***** Entries supplied

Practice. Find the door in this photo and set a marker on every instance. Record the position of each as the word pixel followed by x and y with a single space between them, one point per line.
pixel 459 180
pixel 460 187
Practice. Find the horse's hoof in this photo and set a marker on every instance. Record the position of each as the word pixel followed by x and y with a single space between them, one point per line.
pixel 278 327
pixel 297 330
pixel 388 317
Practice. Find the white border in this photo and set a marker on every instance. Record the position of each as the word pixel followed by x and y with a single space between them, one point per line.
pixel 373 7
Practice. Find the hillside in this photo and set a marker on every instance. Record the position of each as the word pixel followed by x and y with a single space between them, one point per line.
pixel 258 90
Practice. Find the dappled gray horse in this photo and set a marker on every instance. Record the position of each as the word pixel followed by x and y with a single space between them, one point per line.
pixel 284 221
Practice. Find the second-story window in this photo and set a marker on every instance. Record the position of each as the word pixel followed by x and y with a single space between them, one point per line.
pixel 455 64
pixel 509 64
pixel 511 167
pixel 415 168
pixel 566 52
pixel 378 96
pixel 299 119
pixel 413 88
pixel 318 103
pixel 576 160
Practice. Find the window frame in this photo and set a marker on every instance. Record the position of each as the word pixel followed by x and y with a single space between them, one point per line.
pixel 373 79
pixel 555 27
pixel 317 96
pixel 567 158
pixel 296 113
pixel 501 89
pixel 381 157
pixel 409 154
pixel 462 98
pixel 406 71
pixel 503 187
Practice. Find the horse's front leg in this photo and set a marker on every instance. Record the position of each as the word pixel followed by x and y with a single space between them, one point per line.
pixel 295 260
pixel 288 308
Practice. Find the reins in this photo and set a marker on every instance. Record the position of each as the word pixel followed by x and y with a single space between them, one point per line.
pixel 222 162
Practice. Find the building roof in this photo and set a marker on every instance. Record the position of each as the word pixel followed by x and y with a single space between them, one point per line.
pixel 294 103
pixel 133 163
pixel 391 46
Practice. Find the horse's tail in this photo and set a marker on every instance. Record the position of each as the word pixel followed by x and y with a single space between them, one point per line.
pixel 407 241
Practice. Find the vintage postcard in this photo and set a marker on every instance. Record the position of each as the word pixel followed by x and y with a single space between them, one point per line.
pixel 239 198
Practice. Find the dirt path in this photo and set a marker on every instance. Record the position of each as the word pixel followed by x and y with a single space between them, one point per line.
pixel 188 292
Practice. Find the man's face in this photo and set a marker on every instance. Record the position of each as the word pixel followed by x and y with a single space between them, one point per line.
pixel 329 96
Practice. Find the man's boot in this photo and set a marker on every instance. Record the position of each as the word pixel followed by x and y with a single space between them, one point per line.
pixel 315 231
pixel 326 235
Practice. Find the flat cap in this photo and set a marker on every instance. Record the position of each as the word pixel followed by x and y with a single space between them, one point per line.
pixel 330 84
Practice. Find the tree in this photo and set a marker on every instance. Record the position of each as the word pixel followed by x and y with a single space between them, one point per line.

**********

:: Goal ::
Copy every line of the material above with nothing changed.

:: Full solution ::
Practice. Find the door in this photo and set a marker on every instance. Record the position of each as the word pixel followed by x and y with a single space between them, one point per line.
pixel 459 180
pixel 460 187
Practice. Find the horse's hoof in this photo and set a marker on every instance. Record the position of each as the word pixel followed by x and y with a single space between them, one point per line.
pixel 278 327
pixel 297 330
pixel 388 317
Practice. Find the white border in this photo and set a marker on every instance. Record the position of each as the word pixel followed by x and y with a single space between them, one point per line.
pixel 373 7
Practice. Find the hillside in this photo and set a marker on every instance. Record the position of each as the word pixel followed by x and y with a single space between them, one point per line.
pixel 258 90
Practice. Find the dappled gray horse in this photo and set a marker on every instance. Record the position of each as the word pixel followed by x and y with a single space between them, one point per line.
pixel 284 221
Practice. Find the second-story window in this photo and set a marker on every instance. Record the position of each as the word pixel followed by x and y with a single space between them, one point per line.
pixel 455 64
pixel 509 64
pixel 511 167
pixel 415 168
pixel 566 52
pixel 378 96
pixel 299 119
pixel 413 88
pixel 318 103
pixel 576 160
Practice. Find the window frame in this photo and set a marker on every instance. Record the position of each as the word pixel followed by x and y with a single space between them, one point per line.
pixel 373 79
pixel 555 27
pixel 317 96
pixel 567 158
pixel 296 113
pixel 501 89
pixel 381 157
pixel 409 154
pixel 462 98
pixel 406 71
pixel 503 187
Practice. Find the horse's front leg in this photo and set a marker on every instance. Record the position of each as the word pixel followed by x and y with a single space between them, one point per line.
pixel 295 260
pixel 288 308
Practice. Find the reins in this photo and set a marker on every instance. Record the position of each as the word pixel followed by x and y with a single space between them, one point per line.
pixel 222 162
Practice. Find the building roof in this photo and set a marker on every instance. Record the position of each as the word pixel followed by x and y with a single space between them, one point per line.
pixel 294 103
pixel 133 163
pixel 391 46
Practice. Find the horse's tail in this photo and set a marker on every instance. Record the position of each as the word pixel followed by x and y with a single space between them, one point per line.
pixel 407 241
Practice. Find the vintage postcard in this photo and set a marker on every instance. Record the position of each as the word pixel followed by x and y with a single space between them, one point per line.
pixel 239 198
Practice. Find the dirt path in this photo and set a marker on every instance. Record the position of each as the word pixel followed by x and y with a single space between them, one point per line.
pixel 188 292
Practice. Find the man's face in this photo and set a marker on every instance. Record the position of each as the word pixel followed by x and y with a single space between them, one point per line.
pixel 329 96
Practice. Find the man's boot in this photo and set a marker on every instance. Record the position of each as the word pixel followed by x and y with a single space between them, one point per line.
pixel 315 231
pixel 326 235
Practice. Find the flat cap in this photo and set a marker on every instance. Record the position of each as the word pixel followed by x and y with a single space between them, one point per line.
pixel 330 84
Practice. Find the tree in this photo and set a marker on every instance. Record the position of each as the word pixel followed by x and y with a single space between them, one point per line.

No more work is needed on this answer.